BRIEF → Copy the data below word for word, keeping every line in its original order.

*** MATERIAL FOR THIS TASK ***

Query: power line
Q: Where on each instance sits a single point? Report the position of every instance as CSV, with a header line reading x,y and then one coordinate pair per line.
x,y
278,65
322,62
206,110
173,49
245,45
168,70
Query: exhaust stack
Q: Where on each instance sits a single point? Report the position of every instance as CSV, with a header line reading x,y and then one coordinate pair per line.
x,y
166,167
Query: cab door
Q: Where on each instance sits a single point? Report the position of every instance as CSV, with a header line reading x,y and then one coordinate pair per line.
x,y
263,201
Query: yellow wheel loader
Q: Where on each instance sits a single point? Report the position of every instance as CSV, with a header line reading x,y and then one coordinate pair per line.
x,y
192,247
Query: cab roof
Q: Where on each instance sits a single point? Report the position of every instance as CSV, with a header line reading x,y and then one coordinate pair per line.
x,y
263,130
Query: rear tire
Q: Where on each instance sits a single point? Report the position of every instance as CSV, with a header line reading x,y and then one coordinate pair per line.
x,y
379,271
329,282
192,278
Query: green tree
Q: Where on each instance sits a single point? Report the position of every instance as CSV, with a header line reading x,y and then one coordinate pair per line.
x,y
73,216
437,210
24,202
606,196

***

EXPECTED ANSWER →
Query: power line
Q: Where on each instance sits a single point? Report the position of every instance as CSV, with a header line reading x,y and then one coordinate pair per line.
x,y
278,65
322,62
206,110
173,49
245,45
168,70
Query: exhaust stack
Q: Where on each instance sits a single point? Report the position of every instance as CSV, with a header line reading x,y and then one coordinate pair per line.
x,y
166,167
Query: cab door
Q: Where on each instance sits a single point? Report the position of every instance as CSV, with a header line reading x,y and then one coordinate pair per line.
x,y
263,201
Query: yellow wheel loader
Q: Where on each instance sits a single point? Report the position of every instance as CSV, with a header line reading x,y and then one coordinate pair per line.
x,y
192,247
Query: cab roof
Q: Where on each instance sits a single point? Report the position of every instance as CSV, with a header line reading x,y and then one coordinate pair per line.
x,y
263,130
Query: rear tire
Q: Where on each instance sits a single point? Report the position of every instance as CSV, with a header line reading x,y and then one coordinate pair per line.
x,y
379,271
329,282
192,278
Query: green tree
Q: Where on each instance sits a single point? Report the position of every instance as CSV, with a header line reading x,y and then one coordinate pair per line.
x,y
73,216
437,210
24,202
606,196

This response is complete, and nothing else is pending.